What is being asked
What follows is a set of records; repeat all of them exactly.

Provided data
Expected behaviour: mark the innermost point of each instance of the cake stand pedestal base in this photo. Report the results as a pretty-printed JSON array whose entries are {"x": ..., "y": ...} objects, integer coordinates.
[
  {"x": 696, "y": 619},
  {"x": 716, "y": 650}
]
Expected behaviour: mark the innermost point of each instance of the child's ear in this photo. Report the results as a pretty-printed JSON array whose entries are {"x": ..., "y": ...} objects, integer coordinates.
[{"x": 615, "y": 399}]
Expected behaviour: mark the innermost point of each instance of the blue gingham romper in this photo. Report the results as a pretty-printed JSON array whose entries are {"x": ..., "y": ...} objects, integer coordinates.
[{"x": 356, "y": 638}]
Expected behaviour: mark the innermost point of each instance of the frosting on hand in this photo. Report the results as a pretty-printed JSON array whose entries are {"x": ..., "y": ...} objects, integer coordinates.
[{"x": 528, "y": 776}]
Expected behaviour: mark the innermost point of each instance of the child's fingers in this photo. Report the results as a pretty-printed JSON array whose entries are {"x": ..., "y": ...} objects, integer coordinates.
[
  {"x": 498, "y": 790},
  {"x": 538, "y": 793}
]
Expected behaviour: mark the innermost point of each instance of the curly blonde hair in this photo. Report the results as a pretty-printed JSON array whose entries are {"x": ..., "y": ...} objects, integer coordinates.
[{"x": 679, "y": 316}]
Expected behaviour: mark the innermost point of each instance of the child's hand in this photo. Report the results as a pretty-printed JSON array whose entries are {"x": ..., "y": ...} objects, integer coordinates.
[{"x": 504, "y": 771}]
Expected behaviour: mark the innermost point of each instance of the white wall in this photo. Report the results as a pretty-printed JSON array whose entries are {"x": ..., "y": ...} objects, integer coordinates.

Reply
Expected behaviour: mark the innermost point of each instance of the cake stand pedestal base in this photo. Report the results as a pretty-printed JSON array whose entries are {"x": ..., "y": ...} objects, integer coordinates.
[
  {"x": 696, "y": 619},
  {"x": 716, "y": 650}
]
Expected behaviour: mark the innermost point of each instance of the child's ear in this photo. Report the results as a pretty-printed JSON array whose entries are {"x": ..., "y": ...} objects, integer coordinates.
[{"x": 615, "y": 399}]
Expected behaviour: mark the innermost point of each instance of the blue gingham romper in this photo. Report the results as a pretty-printed JSON array whose entries are {"x": ..., "y": ...} objects, integer coordinates.
[{"x": 356, "y": 638}]
Expected behaviour: mark the innermost point of each instance of the frosting on hand in this photo. Report the results as a pretty-printed JSON array whose entries are {"x": ..., "y": ...} objects, integer coordinates.
[{"x": 528, "y": 776}]
Expected behaviour: mark the innermost point of each instance of the child's fingers in this photo. Report the results as a pretty-printed JSON array whose entries are {"x": ..., "y": ...} objects, integer coordinates.
[
  {"x": 498, "y": 790},
  {"x": 538, "y": 793}
]
Expected behaviour: mark the innermost point of each instance of the curly blonde hair in this photo. Report the results as a pretty-printed JSON array whose entries are {"x": ..., "y": ...} objects, integer coordinates.
[{"x": 679, "y": 316}]
Expected behaviour: mark the innermost point of each instance of the child's hand in this photo. Report the results as a pretty-printed JSON array whose entries are {"x": ..., "y": ...} objects, integer coordinates.
[{"x": 504, "y": 771}]
Expected behaviour: mark the innermost point of each instance of the white wall in this photo. Report the results as a pretty-printed JSON array whose entries are {"x": ..., "y": ...} objects, integer coordinates.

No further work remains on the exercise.